Could you gather every line of the records below that contains the word "green"?
Start of LISTED ENTRIES
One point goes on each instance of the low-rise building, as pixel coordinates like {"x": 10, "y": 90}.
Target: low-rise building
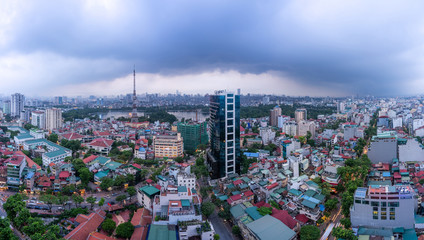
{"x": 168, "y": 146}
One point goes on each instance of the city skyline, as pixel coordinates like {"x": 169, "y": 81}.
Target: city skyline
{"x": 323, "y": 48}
End of LISTED ENTRIES
Start of LISTED ENTRIES
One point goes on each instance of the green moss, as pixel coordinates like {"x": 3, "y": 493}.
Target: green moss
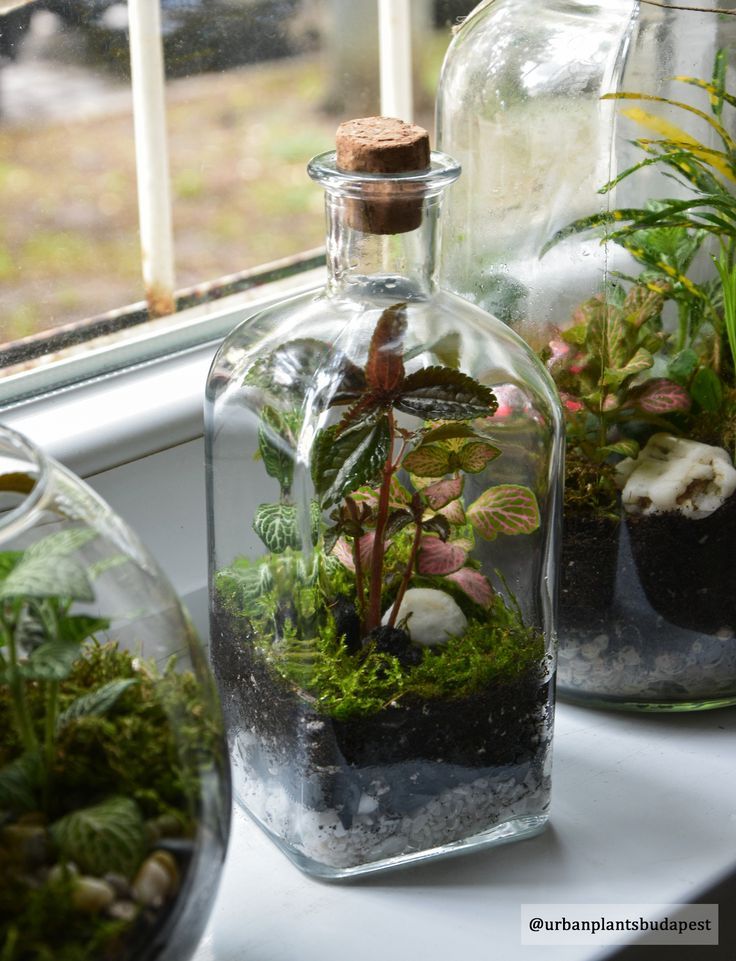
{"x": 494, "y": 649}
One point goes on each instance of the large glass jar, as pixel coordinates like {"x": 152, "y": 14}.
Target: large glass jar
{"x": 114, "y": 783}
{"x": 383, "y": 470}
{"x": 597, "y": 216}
End of LISTED ENTRIES
Start of LISTED ENTRIES
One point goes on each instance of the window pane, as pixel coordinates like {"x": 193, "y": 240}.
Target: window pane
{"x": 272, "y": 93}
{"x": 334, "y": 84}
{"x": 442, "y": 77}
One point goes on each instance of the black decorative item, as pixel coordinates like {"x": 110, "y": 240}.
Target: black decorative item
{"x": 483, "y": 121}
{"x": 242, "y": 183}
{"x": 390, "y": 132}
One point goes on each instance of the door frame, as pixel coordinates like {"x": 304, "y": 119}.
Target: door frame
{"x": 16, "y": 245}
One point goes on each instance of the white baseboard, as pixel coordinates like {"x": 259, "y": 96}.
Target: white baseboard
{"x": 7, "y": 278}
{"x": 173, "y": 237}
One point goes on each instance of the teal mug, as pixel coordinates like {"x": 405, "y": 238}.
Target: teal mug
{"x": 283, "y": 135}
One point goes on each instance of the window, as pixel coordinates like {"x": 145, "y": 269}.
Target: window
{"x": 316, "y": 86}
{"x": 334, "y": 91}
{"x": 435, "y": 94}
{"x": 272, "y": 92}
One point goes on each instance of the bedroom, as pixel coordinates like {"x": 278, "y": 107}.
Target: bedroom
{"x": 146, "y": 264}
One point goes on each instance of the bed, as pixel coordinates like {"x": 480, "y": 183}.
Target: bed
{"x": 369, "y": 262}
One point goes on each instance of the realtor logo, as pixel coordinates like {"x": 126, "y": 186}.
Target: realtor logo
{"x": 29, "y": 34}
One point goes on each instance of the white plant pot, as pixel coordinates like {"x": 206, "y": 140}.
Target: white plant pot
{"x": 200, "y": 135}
End of LISTED ENTRIES
# THE REPLY
One point goes on each instance of the green moss, as pixel coordinates like {"x": 3, "y": 493}.
Target: green moss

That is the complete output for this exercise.